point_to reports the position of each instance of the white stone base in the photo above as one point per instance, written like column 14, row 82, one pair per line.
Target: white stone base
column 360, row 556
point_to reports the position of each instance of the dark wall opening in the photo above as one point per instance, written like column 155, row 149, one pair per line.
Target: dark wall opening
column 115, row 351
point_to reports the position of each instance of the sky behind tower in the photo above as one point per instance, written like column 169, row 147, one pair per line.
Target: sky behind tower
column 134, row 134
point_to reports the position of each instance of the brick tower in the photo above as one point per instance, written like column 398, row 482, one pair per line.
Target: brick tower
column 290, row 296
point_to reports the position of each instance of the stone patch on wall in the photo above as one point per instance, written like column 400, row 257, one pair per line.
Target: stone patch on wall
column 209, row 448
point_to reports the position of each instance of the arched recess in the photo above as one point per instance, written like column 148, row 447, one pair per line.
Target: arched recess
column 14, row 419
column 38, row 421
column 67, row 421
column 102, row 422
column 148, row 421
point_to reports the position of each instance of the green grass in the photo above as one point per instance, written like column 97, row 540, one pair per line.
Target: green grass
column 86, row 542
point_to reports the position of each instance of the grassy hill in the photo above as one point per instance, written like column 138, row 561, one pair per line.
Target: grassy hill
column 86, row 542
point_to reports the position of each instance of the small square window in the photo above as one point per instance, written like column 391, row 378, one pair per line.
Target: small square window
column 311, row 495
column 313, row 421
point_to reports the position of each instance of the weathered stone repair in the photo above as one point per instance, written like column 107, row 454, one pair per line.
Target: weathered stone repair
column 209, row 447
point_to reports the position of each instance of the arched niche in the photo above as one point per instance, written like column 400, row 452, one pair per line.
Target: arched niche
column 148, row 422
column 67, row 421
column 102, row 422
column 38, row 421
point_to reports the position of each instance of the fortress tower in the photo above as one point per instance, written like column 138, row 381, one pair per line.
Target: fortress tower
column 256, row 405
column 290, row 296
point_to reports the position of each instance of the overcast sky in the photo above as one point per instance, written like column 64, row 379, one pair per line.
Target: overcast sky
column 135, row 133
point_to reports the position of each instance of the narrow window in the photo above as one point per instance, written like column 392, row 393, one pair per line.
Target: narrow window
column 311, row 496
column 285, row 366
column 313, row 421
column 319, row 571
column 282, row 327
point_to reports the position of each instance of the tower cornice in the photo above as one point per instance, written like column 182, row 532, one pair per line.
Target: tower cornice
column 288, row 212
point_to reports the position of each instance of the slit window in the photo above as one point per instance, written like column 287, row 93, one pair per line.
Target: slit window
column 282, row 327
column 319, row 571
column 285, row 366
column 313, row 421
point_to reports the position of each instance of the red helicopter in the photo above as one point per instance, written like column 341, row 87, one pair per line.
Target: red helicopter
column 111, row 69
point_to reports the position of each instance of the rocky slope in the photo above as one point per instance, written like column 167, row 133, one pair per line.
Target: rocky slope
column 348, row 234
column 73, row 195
--------------------
What you are asked to do =
Repeat exactly the lines from the line containing "point_to reports the position of each instance of the overcast" through the last line of the records above, including both, and nothing else.

Output =
point_to reports the position of each instance of the overcast sky in the photo above as one point per instance, written like column 64, row 379, one pair per line.
Target: overcast sky
column 135, row 133
point_to reports the position of each instance of the narrow window in the photo above as one point per instance, written like column 392, row 393, one pair per line.
Target: narrow window
column 311, row 496
column 285, row 366
column 313, row 421
column 319, row 571
column 282, row 327
point_to reports the position of each instance of the tower cornice in the photo above as one point per instance, written like column 182, row 532, one pair per line.
Target: tower cornice
column 288, row 212
point_to reports the position of each instance of the slit window in the photo above as one point per instance, written like column 287, row 93, one pair per line.
Target: slit window
column 282, row 327
column 319, row 571
column 285, row 366
column 313, row 421
point_to reports the position of each instance of the red helicopter in the photo above as one point per instance, written like column 341, row 87, one pair per line.
Target: red helicopter
column 111, row 69
point_to reports the position of each instance of the rocky slope in the photo above as one point per instance, written like column 167, row 133, one pair per line.
Target: rocky slope
column 348, row 234
column 73, row 195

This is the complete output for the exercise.